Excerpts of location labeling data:
— start —

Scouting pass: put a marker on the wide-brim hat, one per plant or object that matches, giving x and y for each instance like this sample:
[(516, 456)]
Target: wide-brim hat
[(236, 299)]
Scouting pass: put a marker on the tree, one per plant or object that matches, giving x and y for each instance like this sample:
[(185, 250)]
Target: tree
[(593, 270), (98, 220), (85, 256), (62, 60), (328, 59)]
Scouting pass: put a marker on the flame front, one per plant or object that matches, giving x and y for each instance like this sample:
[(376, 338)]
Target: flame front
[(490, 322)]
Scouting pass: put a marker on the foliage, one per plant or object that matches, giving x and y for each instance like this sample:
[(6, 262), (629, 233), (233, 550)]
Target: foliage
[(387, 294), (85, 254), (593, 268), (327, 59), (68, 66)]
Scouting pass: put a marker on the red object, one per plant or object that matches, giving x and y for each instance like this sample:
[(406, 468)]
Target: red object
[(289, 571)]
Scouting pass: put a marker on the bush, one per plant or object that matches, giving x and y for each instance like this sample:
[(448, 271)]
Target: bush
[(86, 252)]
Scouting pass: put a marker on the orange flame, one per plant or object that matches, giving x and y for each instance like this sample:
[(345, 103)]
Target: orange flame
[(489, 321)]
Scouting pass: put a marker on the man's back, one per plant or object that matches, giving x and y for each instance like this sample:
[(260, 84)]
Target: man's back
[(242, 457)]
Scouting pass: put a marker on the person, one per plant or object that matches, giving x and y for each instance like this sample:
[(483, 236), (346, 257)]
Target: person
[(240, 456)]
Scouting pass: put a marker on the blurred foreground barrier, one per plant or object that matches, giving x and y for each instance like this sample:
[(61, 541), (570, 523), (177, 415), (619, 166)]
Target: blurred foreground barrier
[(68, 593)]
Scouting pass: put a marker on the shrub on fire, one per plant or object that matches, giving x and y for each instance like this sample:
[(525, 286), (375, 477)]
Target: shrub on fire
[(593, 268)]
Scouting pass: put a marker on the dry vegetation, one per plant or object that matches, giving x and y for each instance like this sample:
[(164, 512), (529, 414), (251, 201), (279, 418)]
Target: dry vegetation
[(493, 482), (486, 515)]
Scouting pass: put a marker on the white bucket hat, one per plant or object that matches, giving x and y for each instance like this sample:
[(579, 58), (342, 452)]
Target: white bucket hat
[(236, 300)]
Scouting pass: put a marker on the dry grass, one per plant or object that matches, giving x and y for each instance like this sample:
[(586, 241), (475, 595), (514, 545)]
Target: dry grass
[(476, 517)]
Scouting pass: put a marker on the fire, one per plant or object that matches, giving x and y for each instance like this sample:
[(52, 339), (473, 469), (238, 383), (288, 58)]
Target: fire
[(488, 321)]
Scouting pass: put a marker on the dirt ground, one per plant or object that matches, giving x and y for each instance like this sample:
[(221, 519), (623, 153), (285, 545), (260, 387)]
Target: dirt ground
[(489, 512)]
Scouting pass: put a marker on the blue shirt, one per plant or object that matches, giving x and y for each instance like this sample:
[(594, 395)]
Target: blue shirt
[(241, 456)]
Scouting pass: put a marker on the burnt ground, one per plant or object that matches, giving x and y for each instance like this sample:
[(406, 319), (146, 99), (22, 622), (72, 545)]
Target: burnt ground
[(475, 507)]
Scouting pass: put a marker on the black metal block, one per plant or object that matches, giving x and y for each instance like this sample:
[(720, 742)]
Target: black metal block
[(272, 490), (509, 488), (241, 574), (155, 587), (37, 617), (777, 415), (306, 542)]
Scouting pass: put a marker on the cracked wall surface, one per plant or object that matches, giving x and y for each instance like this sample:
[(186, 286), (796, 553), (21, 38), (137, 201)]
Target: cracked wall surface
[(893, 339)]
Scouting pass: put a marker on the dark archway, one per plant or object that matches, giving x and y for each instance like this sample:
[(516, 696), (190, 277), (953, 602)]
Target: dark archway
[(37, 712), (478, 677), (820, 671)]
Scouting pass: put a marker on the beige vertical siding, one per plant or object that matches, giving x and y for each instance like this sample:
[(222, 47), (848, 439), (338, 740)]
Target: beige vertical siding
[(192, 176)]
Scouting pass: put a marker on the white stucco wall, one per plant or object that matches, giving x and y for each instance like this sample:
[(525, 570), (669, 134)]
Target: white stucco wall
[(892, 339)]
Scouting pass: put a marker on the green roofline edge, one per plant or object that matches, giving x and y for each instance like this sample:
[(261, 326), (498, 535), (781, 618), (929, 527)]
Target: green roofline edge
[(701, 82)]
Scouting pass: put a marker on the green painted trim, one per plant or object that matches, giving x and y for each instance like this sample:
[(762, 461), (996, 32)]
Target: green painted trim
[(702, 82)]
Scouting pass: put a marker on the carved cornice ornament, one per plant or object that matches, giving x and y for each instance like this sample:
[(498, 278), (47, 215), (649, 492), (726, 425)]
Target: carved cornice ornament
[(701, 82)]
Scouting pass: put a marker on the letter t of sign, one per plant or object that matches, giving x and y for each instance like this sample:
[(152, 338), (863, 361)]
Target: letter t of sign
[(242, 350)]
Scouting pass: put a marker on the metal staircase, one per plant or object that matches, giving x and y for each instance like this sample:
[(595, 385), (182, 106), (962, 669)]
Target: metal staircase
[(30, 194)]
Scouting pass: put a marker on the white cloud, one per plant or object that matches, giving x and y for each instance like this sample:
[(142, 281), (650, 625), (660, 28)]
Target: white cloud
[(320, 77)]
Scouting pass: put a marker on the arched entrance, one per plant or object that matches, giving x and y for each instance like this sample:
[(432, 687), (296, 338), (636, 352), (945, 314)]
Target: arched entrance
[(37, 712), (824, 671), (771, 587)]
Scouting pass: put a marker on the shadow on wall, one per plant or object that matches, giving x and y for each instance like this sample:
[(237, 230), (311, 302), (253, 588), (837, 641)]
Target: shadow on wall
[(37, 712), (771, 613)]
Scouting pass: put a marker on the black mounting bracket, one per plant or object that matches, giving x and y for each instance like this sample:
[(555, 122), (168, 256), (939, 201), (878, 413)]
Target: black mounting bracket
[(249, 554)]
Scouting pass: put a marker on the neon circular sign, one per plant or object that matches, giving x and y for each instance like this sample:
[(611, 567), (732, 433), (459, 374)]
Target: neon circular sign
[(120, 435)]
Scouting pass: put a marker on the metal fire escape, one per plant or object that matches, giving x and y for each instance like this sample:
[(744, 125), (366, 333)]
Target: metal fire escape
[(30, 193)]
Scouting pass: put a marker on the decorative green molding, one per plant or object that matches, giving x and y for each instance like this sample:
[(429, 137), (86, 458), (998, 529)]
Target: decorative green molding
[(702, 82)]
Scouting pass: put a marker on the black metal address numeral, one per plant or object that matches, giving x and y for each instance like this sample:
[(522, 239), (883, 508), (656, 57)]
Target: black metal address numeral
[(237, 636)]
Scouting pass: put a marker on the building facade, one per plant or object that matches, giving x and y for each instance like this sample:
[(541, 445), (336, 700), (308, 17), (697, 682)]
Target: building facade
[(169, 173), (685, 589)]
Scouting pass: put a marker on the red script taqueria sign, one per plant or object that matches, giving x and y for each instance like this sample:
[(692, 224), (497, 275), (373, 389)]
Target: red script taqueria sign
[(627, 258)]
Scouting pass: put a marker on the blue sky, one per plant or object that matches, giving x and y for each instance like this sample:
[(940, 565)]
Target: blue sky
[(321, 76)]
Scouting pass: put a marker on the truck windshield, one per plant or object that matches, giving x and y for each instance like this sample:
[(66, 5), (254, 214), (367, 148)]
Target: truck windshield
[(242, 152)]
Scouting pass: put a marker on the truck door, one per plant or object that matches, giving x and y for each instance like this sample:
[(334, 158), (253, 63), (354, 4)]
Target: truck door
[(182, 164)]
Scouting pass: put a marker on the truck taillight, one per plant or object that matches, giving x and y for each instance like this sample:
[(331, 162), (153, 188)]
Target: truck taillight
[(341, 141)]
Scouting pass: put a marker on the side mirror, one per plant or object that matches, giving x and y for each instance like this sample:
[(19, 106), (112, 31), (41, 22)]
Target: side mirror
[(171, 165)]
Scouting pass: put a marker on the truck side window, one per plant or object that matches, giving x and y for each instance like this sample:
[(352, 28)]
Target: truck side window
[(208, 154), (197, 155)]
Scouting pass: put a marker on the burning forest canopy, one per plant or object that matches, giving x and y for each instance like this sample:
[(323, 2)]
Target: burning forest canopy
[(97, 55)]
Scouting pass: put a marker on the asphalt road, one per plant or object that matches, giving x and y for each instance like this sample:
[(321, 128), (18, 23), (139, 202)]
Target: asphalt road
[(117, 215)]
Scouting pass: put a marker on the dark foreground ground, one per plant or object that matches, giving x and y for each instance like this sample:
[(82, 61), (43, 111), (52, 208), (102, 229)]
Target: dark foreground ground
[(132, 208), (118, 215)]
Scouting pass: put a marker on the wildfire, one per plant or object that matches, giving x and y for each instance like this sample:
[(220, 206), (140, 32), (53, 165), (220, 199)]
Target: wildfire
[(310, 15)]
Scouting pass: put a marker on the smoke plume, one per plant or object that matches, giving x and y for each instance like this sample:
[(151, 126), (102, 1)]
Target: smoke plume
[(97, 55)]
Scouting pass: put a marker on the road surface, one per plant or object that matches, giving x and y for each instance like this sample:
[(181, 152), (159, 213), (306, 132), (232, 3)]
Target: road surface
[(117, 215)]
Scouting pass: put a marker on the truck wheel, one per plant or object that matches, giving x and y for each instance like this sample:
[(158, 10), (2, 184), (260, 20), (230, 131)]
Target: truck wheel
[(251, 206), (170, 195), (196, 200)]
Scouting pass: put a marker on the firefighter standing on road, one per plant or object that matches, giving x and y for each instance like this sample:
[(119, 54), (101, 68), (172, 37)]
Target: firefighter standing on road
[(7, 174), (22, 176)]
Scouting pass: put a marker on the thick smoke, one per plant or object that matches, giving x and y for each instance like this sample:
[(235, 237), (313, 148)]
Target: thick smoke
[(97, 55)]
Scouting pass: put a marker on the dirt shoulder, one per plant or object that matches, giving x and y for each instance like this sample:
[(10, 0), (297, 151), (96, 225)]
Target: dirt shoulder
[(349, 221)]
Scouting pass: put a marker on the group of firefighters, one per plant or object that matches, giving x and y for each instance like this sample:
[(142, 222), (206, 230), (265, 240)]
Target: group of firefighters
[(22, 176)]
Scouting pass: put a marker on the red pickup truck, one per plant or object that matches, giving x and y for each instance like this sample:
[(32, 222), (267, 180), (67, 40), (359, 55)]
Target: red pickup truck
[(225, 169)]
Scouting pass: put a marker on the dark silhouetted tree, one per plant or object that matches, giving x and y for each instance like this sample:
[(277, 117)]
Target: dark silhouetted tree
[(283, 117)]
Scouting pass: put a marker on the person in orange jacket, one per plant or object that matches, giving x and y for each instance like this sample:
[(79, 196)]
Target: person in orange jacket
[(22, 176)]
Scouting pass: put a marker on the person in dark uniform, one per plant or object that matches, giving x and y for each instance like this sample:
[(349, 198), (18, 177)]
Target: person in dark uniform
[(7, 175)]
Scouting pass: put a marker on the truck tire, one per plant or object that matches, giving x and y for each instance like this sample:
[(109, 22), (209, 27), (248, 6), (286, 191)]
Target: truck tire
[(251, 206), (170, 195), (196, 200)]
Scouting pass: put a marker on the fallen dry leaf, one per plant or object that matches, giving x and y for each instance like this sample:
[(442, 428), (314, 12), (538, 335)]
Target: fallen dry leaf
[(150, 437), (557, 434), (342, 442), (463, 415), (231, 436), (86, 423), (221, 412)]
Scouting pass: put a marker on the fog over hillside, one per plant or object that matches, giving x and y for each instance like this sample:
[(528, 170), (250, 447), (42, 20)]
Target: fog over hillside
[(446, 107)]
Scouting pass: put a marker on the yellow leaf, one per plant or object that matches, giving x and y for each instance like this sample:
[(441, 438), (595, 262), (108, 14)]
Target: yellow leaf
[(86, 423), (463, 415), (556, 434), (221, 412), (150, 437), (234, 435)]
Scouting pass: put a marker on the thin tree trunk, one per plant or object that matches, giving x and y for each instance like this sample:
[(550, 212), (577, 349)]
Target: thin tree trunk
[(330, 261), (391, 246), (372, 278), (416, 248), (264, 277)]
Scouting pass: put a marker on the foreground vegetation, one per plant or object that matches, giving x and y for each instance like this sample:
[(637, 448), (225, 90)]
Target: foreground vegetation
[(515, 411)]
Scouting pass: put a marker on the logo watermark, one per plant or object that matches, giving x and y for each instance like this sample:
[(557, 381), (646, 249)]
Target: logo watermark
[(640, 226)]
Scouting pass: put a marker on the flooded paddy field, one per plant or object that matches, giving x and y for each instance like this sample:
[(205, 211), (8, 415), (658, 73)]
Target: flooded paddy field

— end —

#### Exercise directions
Convert the stretch of the entries from the line containing "Scouting pass: put a marker on the yellow" through the line containing "437), (234, 435)]", both included, into a JSON list of strings with one string per line and any blank lines left out.

#### Result
[
  "Scouting pass: put a marker on the yellow leaf, one per plant or object that matches, giving x and y for each instance like this sample:",
  "[(441, 438), (595, 262), (108, 14)]",
  "Target: yellow leaf",
  "[(86, 423), (463, 415), (556, 434), (221, 412), (150, 437), (234, 435)]"
]